• Exercise task
Rewrite the lines from the very first one through the line that has "x=305 y=199", replacing "cobblestone pavement" with "brick walkway". Leave everything else unchanged and return only those lines.
◇ ◇ ◇ ◇ ◇ ◇ ◇
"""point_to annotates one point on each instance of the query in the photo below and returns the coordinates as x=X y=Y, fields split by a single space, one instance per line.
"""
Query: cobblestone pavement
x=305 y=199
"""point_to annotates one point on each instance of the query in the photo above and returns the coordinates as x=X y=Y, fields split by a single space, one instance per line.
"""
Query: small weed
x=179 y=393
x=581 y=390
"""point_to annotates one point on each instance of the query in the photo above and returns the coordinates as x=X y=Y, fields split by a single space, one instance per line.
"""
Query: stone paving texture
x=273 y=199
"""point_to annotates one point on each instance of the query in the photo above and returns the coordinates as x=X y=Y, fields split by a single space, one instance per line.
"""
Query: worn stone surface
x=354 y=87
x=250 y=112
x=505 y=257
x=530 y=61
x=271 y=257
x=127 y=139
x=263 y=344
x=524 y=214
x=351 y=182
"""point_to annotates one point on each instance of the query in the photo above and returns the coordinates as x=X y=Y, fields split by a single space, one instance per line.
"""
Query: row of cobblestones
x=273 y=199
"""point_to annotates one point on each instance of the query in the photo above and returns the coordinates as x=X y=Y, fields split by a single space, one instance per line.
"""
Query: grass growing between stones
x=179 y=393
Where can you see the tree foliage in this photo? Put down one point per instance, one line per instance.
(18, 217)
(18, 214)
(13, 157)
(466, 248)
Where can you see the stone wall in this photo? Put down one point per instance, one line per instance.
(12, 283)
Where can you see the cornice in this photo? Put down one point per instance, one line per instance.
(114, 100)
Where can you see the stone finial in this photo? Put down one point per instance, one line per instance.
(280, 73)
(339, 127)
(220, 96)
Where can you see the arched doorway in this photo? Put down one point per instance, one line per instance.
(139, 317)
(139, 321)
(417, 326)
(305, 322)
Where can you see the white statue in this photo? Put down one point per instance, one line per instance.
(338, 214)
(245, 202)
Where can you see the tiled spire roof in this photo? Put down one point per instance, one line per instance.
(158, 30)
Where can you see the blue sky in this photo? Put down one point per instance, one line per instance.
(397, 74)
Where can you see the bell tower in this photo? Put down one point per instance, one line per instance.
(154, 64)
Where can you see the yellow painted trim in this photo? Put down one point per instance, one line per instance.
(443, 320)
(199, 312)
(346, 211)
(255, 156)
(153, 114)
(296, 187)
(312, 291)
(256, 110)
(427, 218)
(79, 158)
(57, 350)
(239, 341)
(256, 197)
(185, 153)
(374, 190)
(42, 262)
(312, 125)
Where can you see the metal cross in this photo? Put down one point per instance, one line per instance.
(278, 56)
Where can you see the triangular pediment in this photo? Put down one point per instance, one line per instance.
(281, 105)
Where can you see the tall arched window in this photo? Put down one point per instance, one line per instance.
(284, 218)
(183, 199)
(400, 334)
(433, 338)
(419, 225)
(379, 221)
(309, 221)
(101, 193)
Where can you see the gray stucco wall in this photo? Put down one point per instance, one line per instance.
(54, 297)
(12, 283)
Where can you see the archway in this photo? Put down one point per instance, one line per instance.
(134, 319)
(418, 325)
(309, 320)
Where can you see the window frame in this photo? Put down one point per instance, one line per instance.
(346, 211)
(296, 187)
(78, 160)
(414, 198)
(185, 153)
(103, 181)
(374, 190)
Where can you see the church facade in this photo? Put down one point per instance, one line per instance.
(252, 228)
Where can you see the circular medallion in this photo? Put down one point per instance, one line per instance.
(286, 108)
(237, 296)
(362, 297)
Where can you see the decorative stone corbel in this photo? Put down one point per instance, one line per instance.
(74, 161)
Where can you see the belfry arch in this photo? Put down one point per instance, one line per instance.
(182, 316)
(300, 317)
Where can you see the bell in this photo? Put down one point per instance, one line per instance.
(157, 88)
◇ ◇ ◇ ◇ ◇ ◇ ◇
• Completed exercise
"""point_to annotates one point on each instance of the query in the photo below and returns the coordinates as x=X y=Y, fields split by a single space, one instance per line.
"""
Query: brick walkway
x=305 y=199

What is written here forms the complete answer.